**GOAL**
Reproduce verbatim every line from the one that includes "[tag] window pane: a pin per instance" to the closing line of the entries; omit everything before it.

Location annotation dataset excerpts
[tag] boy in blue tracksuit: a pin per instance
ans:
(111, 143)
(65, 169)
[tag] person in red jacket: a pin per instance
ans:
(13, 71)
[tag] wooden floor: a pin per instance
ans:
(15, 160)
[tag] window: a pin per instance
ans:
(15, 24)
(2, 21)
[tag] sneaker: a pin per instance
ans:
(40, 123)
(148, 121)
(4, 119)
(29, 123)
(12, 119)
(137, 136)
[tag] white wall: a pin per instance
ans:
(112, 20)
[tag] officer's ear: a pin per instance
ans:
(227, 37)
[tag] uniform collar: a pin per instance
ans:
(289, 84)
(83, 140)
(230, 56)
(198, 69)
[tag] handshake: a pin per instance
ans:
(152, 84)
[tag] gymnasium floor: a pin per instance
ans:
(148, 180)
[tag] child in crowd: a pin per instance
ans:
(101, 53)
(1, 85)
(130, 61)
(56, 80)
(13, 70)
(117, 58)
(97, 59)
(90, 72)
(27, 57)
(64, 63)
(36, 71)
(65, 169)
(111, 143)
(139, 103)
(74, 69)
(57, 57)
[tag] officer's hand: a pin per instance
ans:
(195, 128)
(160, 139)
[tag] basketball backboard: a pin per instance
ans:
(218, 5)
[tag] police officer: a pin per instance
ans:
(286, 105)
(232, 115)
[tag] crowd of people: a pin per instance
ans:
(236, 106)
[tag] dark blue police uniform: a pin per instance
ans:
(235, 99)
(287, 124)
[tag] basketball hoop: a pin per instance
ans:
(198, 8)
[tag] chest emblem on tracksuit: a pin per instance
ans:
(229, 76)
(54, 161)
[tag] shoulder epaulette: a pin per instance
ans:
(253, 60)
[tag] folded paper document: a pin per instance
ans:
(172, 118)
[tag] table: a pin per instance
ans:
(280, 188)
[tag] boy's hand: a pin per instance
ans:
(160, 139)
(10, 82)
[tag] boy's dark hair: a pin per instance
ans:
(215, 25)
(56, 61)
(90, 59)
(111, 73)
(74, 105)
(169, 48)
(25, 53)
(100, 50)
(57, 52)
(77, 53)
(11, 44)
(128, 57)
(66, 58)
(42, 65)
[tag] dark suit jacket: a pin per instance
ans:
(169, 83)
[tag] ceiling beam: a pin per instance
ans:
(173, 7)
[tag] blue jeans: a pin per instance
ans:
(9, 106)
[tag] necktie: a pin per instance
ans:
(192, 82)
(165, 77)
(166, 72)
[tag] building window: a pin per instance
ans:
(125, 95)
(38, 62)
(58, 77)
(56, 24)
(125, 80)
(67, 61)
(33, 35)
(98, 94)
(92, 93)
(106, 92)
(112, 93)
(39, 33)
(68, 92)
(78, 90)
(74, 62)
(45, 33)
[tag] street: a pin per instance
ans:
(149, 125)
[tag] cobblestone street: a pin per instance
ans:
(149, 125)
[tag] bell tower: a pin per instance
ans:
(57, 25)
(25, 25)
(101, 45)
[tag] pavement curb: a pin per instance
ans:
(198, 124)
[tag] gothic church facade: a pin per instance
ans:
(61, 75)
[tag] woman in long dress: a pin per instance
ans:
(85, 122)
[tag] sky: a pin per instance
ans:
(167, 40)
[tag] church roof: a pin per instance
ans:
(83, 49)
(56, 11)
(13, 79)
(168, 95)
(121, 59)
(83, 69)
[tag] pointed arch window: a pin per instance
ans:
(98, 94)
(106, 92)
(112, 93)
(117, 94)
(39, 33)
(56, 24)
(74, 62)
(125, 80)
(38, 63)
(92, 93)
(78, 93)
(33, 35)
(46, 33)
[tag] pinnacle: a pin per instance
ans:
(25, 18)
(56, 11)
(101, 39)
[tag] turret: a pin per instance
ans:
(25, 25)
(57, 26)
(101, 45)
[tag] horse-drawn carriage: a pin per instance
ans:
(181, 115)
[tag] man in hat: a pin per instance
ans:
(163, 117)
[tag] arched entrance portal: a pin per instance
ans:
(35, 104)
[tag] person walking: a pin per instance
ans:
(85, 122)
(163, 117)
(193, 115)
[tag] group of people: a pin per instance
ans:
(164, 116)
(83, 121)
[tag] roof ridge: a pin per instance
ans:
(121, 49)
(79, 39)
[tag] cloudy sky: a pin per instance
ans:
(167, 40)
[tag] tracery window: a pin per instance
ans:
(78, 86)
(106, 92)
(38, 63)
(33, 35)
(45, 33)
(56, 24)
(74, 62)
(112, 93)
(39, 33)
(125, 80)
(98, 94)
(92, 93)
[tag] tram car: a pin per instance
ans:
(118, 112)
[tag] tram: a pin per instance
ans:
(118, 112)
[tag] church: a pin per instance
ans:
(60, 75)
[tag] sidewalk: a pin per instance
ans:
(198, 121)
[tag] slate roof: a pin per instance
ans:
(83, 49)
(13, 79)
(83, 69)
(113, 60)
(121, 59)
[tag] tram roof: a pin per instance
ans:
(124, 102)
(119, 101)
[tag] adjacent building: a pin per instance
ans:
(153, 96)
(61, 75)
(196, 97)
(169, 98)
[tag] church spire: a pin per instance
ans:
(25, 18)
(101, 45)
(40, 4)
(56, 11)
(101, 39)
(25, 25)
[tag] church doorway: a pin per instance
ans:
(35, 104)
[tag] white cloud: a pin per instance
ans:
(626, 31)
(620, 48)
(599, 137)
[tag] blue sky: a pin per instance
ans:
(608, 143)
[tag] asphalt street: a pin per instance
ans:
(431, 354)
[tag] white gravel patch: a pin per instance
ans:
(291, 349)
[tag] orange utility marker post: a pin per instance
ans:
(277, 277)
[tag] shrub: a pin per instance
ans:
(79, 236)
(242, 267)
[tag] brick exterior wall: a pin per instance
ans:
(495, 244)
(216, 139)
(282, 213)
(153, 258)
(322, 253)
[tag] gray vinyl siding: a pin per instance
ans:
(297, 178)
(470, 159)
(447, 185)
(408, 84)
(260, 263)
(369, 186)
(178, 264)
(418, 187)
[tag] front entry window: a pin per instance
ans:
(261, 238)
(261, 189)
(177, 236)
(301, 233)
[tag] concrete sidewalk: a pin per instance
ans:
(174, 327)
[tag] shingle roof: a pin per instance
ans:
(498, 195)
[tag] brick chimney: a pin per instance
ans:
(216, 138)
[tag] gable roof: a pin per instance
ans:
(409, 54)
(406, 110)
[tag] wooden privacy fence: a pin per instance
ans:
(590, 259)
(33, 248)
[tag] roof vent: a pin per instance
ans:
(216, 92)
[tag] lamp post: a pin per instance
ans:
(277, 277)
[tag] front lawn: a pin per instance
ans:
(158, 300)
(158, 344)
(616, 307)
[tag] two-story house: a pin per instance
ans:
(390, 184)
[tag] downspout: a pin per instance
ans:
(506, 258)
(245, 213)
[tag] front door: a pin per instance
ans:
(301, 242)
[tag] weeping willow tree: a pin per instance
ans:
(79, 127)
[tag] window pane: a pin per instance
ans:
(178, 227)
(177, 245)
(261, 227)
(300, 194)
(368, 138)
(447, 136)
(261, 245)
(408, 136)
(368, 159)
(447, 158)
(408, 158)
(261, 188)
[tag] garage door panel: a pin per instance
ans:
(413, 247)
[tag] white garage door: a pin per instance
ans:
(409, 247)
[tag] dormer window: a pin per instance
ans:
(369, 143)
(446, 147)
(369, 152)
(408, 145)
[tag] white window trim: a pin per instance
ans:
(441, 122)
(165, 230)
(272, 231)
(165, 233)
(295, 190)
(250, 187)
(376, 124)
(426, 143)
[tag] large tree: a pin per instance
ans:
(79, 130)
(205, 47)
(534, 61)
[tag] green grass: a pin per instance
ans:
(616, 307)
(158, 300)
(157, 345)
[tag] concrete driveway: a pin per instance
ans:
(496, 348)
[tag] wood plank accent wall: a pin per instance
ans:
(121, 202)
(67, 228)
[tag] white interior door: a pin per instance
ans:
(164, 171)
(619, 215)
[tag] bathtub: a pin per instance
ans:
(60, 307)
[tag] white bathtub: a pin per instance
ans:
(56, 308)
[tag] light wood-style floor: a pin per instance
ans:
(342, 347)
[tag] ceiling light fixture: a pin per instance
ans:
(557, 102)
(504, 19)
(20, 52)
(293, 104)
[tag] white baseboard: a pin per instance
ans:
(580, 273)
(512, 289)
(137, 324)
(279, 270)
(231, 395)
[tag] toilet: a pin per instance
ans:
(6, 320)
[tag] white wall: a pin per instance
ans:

**SOLUTION TO THE EXERCISE**
[tag] window pane: a pin per instance
ans:
(178, 227)
(177, 245)
(261, 227)
(300, 194)
(368, 138)
(447, 136)
(261, 245)
(408, 136)
(368, 159)
(447, 158)
(408, 158)
(261, 188)
[tag] garage door panel: a pin per instance
ans:
(413, 247)
[tag] white garage door: a pin per instance
ans:
(409, 247)
[tag] dormer window: a pin per instance
ans:
(369, 143)
(446, 147)
(369, 152)
(408, 145)
[tag] white window trim: a pin per instance
ans:
(441, 122)
(165, 230)
(272, 231)
(165, 233)
(295, 190)
(250, 187)
(376, 124)
(426, 143)
[tag] large tree: a pin per instance
ans:
(79, 130)
(205, 47)
(534, 61)
[tag] green grass: a pin per instance
ans:
(616, 307)
(158, 300)
(157, 345)
[tag] concrete driveway: a pin per instance
ans:
(496, 348)
[tag] wood plank accent wall: a pin per instance
ans:
(121, 202)
(67, 228)
[tag] white interior door: a pin per instance
ans:
(164, 171)
(619, 215)
[tag] bathtub: a pin per instance
ans:
(60, 307)
[tag] white bathtub: a pin per instance
ans:
(56, 308)
[tag] light wood-style floor: a pin per instance
ans:
(342, 347)
[tag] ceiling light fixture: a pin per instance
ans:
(557, 102)
(504, 19)
(20, 52)
(293, 104)
[tag] white baseboard: a pin per instance
ans:
(580, 273)
(512, 289)
(137, 324)
(279, 270)
(231, 395)
[tag] toilet: a pin per instance
ans:
(6, 320)
[tag] white wall: a pin per instance
ans:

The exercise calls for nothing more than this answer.